● **Goal of the exercise**:
Work out how many lines of the material below contain the string "tree". Reply with the number alone.

+++ Input for this task

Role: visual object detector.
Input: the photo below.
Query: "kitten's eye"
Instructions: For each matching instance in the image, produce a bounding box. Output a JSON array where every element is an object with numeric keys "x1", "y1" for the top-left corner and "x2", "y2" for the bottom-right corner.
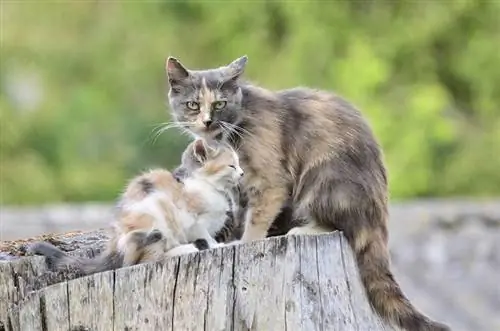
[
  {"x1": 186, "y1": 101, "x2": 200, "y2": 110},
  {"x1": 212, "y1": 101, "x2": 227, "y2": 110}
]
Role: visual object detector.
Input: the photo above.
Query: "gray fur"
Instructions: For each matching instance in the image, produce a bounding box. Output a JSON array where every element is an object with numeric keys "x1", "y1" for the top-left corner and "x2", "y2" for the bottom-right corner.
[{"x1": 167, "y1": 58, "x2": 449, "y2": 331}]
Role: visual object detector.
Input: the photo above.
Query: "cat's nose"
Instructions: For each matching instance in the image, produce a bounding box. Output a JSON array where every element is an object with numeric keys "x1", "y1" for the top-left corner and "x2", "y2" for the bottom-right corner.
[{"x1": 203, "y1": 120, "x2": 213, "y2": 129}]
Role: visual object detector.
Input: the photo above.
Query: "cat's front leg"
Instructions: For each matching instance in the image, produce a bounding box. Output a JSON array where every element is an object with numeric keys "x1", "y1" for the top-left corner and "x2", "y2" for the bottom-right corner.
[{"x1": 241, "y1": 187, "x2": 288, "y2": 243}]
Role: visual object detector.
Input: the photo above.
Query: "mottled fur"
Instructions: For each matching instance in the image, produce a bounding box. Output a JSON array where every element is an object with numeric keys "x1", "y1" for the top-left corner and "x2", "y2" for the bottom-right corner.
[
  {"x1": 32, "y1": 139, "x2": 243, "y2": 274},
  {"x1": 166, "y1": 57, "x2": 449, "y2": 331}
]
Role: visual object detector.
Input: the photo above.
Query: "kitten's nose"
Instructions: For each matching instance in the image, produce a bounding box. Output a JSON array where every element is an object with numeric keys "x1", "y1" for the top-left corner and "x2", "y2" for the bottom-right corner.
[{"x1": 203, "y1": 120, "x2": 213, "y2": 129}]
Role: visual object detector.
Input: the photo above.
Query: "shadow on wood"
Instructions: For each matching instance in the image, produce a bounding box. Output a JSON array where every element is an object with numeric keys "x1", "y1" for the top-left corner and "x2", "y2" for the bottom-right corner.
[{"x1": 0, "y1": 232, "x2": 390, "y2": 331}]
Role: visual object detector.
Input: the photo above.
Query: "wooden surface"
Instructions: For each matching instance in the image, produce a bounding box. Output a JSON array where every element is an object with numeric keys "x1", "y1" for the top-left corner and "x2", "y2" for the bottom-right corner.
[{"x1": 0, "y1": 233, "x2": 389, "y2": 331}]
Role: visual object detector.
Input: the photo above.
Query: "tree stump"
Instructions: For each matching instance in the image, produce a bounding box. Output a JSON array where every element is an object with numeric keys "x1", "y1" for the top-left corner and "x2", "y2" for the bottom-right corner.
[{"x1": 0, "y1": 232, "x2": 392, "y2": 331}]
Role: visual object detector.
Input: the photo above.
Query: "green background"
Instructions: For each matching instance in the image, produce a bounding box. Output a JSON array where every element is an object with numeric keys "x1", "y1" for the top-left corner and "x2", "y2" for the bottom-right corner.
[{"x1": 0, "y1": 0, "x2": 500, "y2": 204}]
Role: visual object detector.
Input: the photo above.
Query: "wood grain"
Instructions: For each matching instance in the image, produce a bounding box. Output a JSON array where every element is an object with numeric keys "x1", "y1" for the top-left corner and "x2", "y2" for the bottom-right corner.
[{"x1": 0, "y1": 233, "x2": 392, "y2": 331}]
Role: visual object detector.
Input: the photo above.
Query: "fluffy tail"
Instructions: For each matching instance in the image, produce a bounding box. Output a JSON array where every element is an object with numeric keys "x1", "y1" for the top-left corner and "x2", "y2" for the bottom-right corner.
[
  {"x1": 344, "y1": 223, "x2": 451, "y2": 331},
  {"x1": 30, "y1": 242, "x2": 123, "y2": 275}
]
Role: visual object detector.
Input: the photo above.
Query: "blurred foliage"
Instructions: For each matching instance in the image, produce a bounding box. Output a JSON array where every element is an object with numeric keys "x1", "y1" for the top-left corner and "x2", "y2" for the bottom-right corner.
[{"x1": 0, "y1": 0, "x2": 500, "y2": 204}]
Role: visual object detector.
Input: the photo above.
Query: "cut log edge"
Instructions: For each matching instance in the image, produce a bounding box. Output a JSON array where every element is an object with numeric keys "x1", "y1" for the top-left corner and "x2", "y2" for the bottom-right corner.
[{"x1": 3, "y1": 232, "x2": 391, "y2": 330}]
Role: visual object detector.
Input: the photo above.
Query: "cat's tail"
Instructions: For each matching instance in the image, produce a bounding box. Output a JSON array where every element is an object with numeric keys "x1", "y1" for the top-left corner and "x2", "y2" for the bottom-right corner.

++++++
+++ Input for this task

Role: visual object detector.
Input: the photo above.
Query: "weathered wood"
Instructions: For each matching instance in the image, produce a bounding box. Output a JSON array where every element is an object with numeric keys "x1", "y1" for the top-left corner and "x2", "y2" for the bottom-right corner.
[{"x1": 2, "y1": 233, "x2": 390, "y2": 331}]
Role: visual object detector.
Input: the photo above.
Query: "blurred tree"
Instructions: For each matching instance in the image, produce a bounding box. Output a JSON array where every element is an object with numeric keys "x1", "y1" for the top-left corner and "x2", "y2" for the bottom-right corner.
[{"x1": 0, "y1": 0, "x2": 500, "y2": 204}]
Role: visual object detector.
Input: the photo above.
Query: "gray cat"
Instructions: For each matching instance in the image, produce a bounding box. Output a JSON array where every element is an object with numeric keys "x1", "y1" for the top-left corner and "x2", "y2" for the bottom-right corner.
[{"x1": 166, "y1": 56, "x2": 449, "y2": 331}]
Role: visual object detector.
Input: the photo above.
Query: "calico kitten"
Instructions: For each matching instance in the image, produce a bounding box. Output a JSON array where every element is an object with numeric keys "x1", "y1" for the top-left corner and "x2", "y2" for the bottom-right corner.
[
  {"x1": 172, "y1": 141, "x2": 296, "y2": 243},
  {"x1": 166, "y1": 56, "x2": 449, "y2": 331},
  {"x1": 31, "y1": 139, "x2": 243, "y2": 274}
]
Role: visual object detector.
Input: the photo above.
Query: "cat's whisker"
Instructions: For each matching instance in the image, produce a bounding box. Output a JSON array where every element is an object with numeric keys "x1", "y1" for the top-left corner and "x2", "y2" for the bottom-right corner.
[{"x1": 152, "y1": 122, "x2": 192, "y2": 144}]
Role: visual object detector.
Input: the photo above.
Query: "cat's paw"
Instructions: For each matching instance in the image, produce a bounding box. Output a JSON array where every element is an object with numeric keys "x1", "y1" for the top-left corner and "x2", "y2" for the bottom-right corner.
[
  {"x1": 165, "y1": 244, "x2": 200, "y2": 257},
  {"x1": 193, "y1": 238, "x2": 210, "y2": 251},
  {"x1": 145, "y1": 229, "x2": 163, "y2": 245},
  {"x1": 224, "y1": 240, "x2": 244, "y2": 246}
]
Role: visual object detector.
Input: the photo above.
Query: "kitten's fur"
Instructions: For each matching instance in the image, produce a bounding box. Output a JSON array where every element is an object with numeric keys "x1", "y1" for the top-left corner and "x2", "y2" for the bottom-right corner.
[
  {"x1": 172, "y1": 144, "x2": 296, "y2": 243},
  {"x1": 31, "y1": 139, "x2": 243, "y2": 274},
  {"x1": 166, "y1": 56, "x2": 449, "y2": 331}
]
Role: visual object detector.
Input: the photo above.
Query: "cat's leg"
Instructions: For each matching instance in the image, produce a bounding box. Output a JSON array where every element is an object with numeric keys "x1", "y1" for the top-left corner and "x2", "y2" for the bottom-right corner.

++++++

● **Result of this task**:
2